• [Description of the task]: Select, from the data, each line where "pylon" occurs.

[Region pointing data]

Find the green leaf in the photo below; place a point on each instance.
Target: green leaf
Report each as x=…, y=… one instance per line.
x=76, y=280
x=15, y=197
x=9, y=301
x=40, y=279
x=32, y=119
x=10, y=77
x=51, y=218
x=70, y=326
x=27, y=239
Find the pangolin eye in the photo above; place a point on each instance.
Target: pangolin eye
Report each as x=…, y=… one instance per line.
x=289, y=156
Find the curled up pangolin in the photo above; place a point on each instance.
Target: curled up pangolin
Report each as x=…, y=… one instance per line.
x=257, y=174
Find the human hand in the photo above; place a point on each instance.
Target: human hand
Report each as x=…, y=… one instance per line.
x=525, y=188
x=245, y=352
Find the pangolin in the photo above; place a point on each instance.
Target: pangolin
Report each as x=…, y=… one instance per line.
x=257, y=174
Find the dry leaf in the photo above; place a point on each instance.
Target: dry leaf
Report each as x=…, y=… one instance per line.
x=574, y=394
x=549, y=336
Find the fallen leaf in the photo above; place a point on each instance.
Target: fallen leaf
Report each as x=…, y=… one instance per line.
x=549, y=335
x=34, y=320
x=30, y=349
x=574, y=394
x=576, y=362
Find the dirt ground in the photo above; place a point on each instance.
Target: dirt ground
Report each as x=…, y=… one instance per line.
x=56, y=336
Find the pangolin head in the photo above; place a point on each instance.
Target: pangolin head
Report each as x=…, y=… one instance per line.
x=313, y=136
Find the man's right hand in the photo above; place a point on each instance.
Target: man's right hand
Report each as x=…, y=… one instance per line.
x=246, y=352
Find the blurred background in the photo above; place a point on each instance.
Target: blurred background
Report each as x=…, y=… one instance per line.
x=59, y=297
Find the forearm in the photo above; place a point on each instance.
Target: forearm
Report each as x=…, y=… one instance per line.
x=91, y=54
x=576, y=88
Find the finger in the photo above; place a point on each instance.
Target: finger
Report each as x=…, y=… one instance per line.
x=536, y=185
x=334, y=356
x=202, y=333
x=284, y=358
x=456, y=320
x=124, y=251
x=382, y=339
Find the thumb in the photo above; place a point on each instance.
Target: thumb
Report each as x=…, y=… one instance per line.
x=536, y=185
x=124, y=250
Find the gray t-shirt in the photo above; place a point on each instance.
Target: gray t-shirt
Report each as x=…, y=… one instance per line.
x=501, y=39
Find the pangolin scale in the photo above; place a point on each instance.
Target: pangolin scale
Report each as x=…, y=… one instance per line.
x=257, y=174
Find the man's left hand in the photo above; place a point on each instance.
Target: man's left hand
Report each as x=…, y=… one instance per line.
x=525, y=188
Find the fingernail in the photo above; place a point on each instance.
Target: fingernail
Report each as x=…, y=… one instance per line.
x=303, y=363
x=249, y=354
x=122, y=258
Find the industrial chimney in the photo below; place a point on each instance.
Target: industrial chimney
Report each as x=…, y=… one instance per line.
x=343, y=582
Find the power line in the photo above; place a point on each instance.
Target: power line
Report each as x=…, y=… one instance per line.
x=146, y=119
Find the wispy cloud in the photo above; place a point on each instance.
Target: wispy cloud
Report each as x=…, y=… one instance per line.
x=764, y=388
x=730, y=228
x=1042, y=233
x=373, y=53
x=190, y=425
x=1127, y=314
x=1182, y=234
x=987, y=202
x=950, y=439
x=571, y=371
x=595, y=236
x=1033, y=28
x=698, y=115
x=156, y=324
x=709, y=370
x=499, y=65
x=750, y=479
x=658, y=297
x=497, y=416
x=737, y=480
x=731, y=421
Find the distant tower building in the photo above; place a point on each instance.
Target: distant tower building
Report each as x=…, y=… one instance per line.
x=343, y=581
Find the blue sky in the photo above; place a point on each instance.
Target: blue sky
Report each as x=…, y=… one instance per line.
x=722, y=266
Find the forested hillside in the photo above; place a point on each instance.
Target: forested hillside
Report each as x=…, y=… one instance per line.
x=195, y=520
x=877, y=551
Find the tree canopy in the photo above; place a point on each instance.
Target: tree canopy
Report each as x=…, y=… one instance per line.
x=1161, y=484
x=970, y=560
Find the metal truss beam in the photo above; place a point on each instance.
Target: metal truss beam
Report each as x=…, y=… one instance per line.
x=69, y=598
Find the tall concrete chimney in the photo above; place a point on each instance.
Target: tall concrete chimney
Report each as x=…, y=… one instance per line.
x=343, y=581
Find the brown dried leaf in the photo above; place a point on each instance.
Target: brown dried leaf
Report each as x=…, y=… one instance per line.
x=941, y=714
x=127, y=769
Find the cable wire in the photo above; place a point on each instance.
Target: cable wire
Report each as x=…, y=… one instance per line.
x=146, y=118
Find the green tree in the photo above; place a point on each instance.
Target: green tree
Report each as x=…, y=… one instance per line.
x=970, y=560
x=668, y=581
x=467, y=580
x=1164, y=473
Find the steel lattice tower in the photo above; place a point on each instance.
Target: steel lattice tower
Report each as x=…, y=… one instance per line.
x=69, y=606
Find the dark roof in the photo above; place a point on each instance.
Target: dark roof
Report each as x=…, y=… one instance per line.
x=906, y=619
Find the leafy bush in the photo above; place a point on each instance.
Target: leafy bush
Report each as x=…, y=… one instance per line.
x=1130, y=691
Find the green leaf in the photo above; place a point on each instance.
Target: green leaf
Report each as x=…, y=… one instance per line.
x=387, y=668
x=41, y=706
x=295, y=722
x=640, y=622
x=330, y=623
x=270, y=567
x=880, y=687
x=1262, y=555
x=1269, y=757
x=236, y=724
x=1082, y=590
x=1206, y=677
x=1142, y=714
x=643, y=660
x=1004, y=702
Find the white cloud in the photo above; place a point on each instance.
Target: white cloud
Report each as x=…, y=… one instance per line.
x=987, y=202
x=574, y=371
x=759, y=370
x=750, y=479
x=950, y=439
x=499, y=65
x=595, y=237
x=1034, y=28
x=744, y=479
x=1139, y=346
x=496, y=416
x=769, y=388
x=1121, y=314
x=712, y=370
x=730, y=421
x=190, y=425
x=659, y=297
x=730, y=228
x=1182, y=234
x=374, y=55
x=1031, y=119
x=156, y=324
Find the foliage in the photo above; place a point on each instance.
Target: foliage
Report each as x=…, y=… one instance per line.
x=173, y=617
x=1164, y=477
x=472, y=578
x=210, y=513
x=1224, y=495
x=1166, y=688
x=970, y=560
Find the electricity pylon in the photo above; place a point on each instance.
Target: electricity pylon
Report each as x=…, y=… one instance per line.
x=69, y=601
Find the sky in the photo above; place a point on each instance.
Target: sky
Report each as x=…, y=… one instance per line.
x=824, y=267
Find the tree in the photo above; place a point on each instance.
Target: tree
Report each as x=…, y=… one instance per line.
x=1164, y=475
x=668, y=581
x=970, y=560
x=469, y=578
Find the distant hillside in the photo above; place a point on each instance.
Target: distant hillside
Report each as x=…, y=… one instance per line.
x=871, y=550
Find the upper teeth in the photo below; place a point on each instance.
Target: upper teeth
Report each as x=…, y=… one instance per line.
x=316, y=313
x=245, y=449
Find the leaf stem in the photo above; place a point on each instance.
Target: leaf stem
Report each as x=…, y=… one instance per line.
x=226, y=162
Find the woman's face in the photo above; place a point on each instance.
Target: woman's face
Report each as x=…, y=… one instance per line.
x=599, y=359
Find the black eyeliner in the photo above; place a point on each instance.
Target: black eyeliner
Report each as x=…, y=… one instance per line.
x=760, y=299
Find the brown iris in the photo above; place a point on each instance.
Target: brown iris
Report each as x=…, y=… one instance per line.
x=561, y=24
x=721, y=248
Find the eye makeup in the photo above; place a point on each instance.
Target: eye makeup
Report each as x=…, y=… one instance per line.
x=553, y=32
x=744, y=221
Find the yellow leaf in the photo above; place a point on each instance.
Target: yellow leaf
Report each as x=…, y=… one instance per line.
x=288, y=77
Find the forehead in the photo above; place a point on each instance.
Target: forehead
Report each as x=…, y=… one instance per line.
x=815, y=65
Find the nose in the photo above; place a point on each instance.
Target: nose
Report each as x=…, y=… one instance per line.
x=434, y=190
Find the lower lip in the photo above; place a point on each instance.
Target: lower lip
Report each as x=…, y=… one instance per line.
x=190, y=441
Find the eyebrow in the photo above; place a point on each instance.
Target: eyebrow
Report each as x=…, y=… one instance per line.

• [Your solution]:
Find the electricity pylon in the photo above; place a point on each instance.
Target: electricity pylon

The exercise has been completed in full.